▶ AIM OF THE TASK
Please give the lines of the records below as a numbered list, leaving out any blank lines.

▶ MATERIAL TO PROCESS
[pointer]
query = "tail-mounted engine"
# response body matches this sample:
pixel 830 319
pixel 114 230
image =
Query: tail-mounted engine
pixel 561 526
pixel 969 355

▶ RESPONSE BELOW
1. [pointer]
2. query = "tail-mounted engine"
3. # response body matches this sample:
4. pixel 830 319
5. pixel 114 230
6. image =
7. Query: tail-mounted engine
8. pixel 561 526
9. pixel 969 355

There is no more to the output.